- **OBJECTIVE**: List every line of the records below that contains the word "tree", where case counts.

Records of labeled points
--------------------------------

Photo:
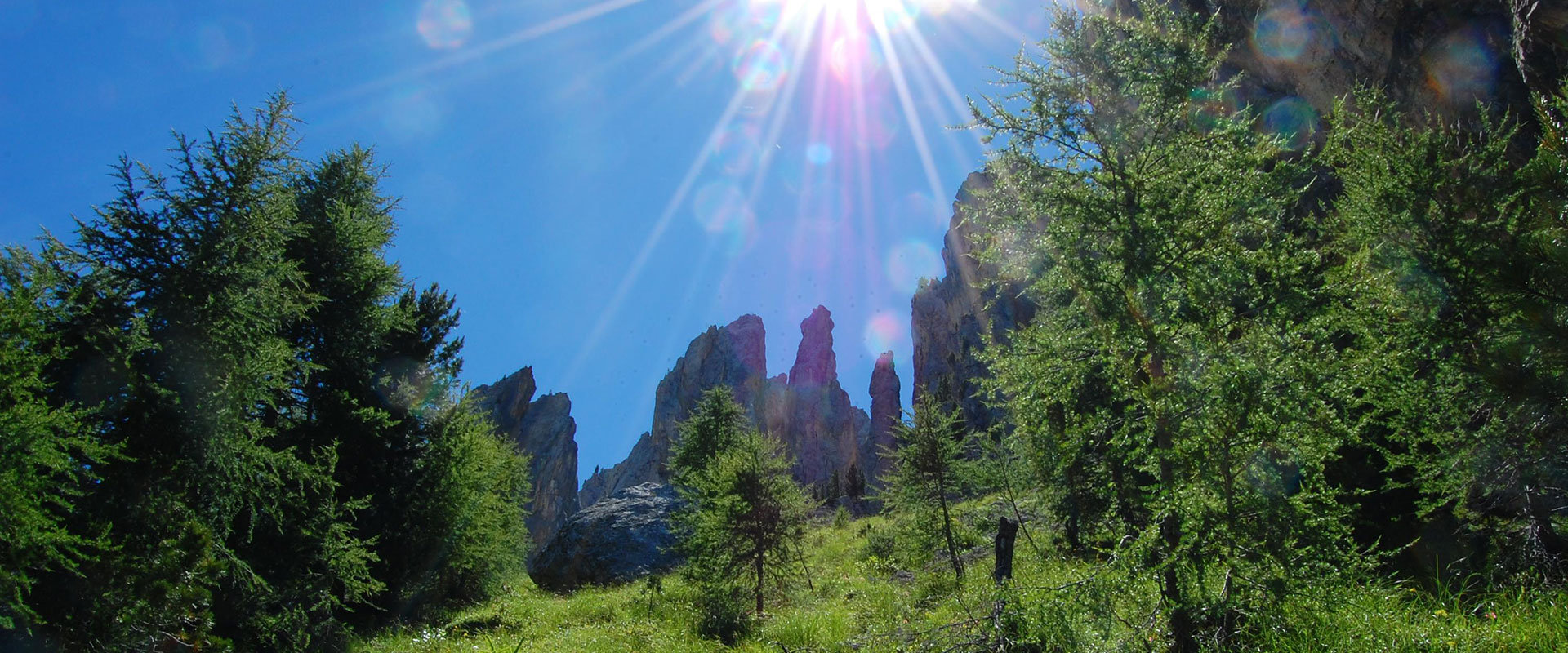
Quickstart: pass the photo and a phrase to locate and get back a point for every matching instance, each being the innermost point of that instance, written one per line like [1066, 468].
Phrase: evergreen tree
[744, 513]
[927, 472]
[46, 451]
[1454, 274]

--------------------------------

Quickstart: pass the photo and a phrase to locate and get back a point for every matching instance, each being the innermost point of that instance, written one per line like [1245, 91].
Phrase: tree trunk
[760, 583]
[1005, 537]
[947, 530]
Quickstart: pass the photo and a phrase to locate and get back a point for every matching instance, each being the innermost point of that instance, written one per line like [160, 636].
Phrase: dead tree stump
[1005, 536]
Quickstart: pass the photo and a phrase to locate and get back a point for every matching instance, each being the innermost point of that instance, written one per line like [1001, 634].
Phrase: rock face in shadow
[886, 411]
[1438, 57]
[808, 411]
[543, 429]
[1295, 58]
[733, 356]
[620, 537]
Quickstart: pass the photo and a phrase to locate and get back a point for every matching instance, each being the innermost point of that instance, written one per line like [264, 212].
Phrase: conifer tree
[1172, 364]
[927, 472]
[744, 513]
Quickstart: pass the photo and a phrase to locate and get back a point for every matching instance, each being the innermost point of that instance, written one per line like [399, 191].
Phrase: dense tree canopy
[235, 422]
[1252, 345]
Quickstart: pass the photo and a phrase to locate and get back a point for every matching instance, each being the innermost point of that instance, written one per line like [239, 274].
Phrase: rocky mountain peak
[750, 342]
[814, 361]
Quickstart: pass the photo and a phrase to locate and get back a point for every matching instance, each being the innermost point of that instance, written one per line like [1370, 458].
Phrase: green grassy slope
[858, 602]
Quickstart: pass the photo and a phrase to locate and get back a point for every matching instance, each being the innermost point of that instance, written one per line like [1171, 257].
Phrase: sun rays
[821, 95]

--------------------------------

- **TASK RESPONSE**:
Phrase: evergreen tree
Phrase: tree trunk
Phrase: dead tree stump
Phrase: conifer tree
Phrase: dense tree canopy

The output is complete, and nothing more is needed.